>> Start SELECTION

# Asking the amazing collective intelligence of HM



## dbb-the-bruce (May 14, 2021)

I've been using my desktop CNC to cut copper sheet patterns that are then folded into geometric shapes (small 1" boxes etc). My experience is that it's hard to find a good way to secure thin stock options of supper glue or double sided tape are pretty much it. The copper is is dead soft and .03 thick.

The tape works but cutting through into it gums up the end mill, it's also easy to bend up the soft copper trying to remove it when done. Gluing alone also has issues.

So I ended up gluing the copper to some thing ( .020 ) plastic sheet and then taping the plastic to the bed. This has worked out phenomenally well! A razor blade is enough to work a corner of the finished  copper off the plastic enough that I can then use a credit card to pop it off. After that pealing the plastic and tape up is pretty easy.

The plastic base layer gives me something to cut into that the end mill doesn't mind at all. So this is really a winning approach.

-ACCEPT-  The plastic sheet I'm using is really a car dealer plate filler and I'm just about out of it!!

I think the reason this plastic works so well is that one side is smooth (the side with the logo on it that faces out) and the back side has a very slight texture on it. I'm sure that stuff is really cheap and meant for printing signage (like plate fillers) on.

Can anyone help me identify a source of this plastic sheeting? Not sure what kind of plastic it is. Soft white and flexible. Thickness is .020 Inch and one side is smooth.

The picture shows the very slight texture on the back non-smooth side. I think this texture really helps when gluing the plastic to the copper.




Thanks!


----------



## derfatdutchman (May 14, 2021)

>> End SELECTION
>> Start RECORDED INFORMATION

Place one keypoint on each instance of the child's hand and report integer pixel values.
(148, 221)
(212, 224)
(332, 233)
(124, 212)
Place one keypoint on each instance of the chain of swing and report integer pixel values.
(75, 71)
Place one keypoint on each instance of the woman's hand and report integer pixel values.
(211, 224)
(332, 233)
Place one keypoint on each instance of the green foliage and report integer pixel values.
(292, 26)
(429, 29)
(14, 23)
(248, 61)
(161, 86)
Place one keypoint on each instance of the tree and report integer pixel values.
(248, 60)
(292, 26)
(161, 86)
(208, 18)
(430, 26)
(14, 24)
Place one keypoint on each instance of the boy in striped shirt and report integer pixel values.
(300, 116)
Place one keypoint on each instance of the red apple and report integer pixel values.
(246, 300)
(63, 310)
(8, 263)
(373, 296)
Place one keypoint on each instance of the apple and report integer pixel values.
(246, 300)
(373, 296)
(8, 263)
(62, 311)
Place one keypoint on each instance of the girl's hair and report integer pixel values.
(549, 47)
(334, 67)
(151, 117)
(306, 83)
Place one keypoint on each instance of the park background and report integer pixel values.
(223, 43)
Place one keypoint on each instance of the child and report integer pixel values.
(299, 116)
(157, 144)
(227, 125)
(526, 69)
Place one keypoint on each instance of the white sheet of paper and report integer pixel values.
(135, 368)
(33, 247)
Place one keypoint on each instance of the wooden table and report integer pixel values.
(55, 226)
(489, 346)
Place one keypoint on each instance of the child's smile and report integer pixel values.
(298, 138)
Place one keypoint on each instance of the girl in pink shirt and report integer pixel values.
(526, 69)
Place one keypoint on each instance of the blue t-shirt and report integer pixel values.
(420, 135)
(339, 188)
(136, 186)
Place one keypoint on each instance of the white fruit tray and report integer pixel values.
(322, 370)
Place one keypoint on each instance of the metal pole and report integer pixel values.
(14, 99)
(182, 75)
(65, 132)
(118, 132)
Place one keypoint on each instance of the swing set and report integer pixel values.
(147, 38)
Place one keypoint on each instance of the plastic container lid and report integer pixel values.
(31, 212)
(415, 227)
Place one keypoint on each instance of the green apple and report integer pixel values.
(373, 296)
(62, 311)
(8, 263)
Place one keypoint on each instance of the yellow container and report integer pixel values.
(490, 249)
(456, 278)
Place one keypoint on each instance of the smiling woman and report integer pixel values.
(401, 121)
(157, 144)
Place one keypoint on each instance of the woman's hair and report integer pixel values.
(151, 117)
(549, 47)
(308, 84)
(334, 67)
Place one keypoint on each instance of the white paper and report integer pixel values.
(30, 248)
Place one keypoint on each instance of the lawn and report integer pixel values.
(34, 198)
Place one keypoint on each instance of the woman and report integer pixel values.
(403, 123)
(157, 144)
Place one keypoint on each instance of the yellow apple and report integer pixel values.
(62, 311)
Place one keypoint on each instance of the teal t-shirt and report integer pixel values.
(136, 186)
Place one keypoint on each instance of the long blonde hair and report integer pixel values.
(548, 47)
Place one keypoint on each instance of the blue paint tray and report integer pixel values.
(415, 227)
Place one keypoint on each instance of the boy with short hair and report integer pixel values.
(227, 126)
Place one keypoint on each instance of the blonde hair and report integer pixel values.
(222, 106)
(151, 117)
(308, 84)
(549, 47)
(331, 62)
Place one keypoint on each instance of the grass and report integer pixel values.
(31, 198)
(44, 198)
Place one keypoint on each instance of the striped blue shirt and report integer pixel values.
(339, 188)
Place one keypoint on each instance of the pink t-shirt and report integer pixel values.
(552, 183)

>> End RECORDED INFORMATION

▶ PROMPT: Quote word for word the section of the forum thread on holding thin copper sheet for CNC cutting that begins with the words "The tape works" and ends with "is pretty easy.".

▶ EXERCISE RESULT:
The tape works but cutting through into it gums up the end mill, it's also easy to bend up the soft copper trying to remove it when done. Gluing alone also has issues.

So I ended up gluing the copper to some thing ( .020 ) plastic sheet and then taping the plastic to the bed. This has worked out phenomenally well! A razor blade is enough to work a corner of the finished  copper off the plastic enough that I can then use a credit card to pop it off. After that pealing the plastic and tape up is pretty easy.